> TASK:
Pull out every line in the records below that contains the word "armchair", copying each line in full.

> PROVIDED MATERIAL:
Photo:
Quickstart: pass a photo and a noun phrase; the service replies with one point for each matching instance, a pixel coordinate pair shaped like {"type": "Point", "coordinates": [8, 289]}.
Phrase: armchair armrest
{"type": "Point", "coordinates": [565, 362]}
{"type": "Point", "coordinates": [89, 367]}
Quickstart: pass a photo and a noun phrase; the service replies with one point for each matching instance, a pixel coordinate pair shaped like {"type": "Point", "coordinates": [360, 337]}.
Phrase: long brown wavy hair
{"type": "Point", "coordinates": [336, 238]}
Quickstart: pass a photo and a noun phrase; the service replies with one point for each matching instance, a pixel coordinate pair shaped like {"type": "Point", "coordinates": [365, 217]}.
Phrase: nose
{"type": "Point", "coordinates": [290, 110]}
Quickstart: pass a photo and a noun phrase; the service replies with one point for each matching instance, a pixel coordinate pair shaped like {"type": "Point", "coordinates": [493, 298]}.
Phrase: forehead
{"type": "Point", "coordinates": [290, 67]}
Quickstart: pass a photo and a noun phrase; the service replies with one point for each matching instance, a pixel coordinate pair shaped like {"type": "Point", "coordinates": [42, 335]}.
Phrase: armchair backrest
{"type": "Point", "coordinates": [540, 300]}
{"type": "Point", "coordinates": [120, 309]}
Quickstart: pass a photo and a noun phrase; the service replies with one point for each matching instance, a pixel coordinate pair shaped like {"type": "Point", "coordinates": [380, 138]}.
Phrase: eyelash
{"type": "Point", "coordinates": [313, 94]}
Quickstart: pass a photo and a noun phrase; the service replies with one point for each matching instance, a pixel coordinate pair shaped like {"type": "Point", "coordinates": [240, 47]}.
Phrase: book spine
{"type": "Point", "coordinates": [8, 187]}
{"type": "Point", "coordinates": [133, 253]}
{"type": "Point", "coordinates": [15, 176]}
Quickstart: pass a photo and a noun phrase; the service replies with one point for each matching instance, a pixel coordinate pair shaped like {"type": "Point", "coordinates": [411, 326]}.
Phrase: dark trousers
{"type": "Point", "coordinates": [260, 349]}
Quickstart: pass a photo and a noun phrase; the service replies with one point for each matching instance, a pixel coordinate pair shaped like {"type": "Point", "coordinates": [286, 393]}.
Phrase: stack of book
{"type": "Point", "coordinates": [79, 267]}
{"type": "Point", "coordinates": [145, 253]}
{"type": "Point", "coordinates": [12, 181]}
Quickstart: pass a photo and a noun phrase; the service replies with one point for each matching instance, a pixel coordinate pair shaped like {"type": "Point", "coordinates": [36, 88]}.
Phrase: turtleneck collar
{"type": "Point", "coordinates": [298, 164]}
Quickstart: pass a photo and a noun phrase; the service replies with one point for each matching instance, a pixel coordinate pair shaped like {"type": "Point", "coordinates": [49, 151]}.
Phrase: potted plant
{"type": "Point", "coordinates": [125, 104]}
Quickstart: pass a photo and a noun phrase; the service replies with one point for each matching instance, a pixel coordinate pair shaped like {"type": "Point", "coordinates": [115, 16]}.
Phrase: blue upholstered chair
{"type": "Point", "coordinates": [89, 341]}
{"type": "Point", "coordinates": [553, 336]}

> RESPONSE TO THIS TASK:
Phrase: armchair armrest
Phrase: armchair backrest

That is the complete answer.